▶ _課題の説明_
沈慶之の生涯を述べた文章から、「しかし反乱の被害は大きく、武」から「421年。沈慶之は「殿中員外将軍」に昇進。」までを、終わりの語句も含めて書き写す。その際、「沈慶之」を「沈公」に差し替えること。

彼は東普末期から南朝 劉宋の5代前廃帝の時代に活躍した人物です。

日本では古墳時代になります。

家族

父:不明
母:不明
妻:不明

子供:沈文叔、沈文季、沈文耀

 

普(東普)時代

東普末期の386年。呉興武康(現在の中国浙江省湖州市)で生まれました。

武康の沈氏は古くから江南の地に住み続けている地元の豪族でした。

東普では華北からやってきた東普王族の司馬氏や琅邪王氏、謝氏が大きな力をもっていて。このころになると沈氏は新しい名家に押され気味でした。

沈慶之は若いころから勇猛果敢で知られていました。

402年。孫恩が反乱を起こしました。

沈慶之は20歳ごろの歳でしたが一族を率いて反乱軍と戦いました。

しかし反乱の被害は大きく、武康県の人々は逃げてしまって荒れ果てました。沈慶之は自分で田畑を耕して生計をたてました。

30歳のころ。襄陽にいる兄の沈敞之を頼って襄陽に向かいました。

兄の上司・趙倫之は沈慶之を高く評価しました。沈慶之は趙倫之の息子で竟陵太守をしている趙伯符の部下になりました。竟陵郡で何度も異民族と戦い手柄をたてました。

 

宋(劉宋)建国後

420年。武帝 劉裕が宋(劉宋)を建国。

421年。沈慶之は「殿中員外将軍」に昇進。

趙伯符とともに北伐(北魏との戦争)に従軍しました。ところが戦いの途中で趙伯符が病に倒れ前線を離れると沈慶之は檀道済の指揮下で戦いました。

この戦いで沈慶之は 文帝 劉義隆から忠実で軍事に詳しいと評価され、東門を守る禁衛軍の指揮官に任命されました。

その後、淮陵太守になりました。

435年。文帝が病気になり、彭城王 劉義康(りゅう・ぎこう)が皇帝の代わりに政治を行うようになりました。

劉湛(りゅう・たん)は彭城王に協力。やがて文帝に代わって彭城王を皇帝に担ごうとします。

劉湛は沈慶之を味方にしようと昇進をちらつかせ勧誘しましたが、沈慶之は拒否しました。

440年。病気から復帰した文帝は劉湛の動きを知り。劉湛とその派閥を逮捕しようとしました。そこで沈慶之を呼び出して意見を聞きました。

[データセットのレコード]
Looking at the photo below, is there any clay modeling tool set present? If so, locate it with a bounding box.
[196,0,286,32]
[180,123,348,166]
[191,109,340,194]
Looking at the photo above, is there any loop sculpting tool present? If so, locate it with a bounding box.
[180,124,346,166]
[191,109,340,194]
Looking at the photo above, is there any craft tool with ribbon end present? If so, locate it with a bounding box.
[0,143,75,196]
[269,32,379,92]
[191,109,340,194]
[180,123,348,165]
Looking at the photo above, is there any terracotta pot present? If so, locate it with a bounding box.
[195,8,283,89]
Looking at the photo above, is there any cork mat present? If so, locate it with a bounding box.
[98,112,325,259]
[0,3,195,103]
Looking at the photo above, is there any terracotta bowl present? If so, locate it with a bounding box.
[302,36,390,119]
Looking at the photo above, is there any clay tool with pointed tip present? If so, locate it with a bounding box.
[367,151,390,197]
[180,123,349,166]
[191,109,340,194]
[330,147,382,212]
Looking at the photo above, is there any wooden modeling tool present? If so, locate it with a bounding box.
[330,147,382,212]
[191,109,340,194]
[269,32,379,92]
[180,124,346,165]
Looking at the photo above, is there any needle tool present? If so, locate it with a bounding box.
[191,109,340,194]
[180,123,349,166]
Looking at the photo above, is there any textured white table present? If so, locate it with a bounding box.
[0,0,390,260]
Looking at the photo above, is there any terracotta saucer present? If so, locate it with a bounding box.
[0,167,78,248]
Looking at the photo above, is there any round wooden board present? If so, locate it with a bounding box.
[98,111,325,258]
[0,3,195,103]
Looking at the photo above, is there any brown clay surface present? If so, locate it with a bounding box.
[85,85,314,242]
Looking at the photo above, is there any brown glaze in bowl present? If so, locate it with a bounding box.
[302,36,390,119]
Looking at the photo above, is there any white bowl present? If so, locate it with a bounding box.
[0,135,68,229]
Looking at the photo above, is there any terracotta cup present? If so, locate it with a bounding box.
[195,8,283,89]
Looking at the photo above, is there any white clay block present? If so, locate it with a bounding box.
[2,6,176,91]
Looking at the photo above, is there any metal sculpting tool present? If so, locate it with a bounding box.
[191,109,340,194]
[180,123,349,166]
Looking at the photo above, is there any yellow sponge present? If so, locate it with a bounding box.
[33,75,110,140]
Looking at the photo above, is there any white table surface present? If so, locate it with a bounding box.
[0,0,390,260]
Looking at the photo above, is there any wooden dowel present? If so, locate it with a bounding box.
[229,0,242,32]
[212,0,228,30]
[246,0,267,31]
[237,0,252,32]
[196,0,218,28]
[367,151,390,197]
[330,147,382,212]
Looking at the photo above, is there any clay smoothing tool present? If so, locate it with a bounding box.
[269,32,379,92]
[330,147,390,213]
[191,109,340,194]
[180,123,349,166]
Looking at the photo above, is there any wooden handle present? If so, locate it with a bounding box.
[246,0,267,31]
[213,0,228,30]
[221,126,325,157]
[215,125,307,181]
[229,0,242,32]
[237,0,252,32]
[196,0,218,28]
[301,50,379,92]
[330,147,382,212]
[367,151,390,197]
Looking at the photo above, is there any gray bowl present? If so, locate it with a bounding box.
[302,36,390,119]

▶ _課題の結果_
しかし反乱の被害は大きく、武康県の人々は逃げてしまって荒れ果てました。沈公は自分で田畑を耕して生計をたてました。

30歳のころ。襄陽にいる兄の沈敞之を頼って襄陽に向かいました。

兄の上司・趙倫之は沈公を高く評価しました。沈公は趙倫之の息子で竟陵太守をしている趙伯符の部下になりました。竟陵郡で何度も異民族と戦い手柄をたてました。

 

宋(劉宋)建国後

420年。武帝 劉裕が宋(劉宋)を建国。

421年。沈公は「殿中員外将軍」に昇進。